:: RECORD LIST

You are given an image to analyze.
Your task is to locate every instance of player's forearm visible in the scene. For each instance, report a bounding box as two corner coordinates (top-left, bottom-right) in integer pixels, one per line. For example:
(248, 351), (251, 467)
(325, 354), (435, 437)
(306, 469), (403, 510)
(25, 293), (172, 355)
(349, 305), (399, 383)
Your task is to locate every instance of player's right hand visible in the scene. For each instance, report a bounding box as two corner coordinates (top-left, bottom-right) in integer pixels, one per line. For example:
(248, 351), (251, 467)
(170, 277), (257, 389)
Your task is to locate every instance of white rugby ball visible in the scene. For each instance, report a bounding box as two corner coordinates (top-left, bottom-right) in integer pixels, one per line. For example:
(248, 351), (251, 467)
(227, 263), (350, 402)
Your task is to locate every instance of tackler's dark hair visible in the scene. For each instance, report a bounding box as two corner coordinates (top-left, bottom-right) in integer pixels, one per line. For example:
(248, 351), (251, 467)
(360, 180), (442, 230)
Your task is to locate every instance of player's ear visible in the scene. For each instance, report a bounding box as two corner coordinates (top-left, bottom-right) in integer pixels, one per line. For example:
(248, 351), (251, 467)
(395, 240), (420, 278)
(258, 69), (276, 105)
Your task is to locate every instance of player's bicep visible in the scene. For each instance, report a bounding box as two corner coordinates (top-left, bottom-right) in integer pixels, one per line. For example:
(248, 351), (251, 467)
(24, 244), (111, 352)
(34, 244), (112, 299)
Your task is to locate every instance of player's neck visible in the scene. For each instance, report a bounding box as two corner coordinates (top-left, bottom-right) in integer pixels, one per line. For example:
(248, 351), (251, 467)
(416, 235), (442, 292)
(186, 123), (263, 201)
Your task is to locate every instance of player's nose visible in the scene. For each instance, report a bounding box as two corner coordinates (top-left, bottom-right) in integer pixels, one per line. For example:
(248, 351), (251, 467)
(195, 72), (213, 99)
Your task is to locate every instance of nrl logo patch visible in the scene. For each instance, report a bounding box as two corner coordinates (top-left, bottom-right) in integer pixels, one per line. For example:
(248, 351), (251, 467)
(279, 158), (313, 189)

::::
:: RECORD LIST

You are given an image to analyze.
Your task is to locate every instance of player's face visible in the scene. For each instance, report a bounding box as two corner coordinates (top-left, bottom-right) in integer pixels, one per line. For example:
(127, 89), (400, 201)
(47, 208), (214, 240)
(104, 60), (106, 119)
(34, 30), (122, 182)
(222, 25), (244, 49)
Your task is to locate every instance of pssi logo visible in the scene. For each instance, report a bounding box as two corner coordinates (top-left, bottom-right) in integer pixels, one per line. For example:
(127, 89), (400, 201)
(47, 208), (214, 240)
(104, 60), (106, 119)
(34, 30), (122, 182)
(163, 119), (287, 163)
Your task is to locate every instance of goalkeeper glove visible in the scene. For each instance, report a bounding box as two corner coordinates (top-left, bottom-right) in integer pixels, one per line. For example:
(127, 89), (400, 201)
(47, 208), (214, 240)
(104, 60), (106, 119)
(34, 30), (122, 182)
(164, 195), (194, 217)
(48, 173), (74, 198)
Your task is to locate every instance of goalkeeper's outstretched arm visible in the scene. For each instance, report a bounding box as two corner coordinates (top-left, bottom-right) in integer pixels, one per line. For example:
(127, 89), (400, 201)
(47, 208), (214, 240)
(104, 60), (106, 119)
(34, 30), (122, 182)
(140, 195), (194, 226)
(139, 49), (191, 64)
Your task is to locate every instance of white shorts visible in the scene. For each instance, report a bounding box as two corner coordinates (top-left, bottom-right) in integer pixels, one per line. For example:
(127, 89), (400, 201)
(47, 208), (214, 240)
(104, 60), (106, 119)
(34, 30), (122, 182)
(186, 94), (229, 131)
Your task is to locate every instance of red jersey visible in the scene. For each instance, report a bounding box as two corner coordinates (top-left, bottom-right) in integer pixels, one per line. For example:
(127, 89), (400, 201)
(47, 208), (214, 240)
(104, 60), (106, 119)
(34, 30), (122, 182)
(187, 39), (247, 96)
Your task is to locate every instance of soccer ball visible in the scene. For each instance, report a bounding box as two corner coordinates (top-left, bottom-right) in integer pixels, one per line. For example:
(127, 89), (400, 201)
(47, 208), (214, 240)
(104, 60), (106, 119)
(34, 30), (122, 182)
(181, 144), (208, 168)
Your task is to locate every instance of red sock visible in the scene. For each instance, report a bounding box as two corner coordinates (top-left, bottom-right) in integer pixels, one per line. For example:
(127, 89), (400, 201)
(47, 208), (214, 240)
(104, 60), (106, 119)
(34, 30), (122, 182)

::::

AIM OF THE TASK: Copy everything from the line containing "Your task is to locate every instance of white rugby" down to the line containing "(227, 263), (350, 402)", substituting "yellow" for "white" and leaving the rest unchanged.

CORRECT ANSWER:
Your task is to locate every instance of yellow rugby ball visible in the scene. For each instance, report a bounding box as two corner coordinates (top-left, bottom-right) in integer pixels, one per line. For example:
(248, 351), (251, 467)
(227, 263), (350, 402)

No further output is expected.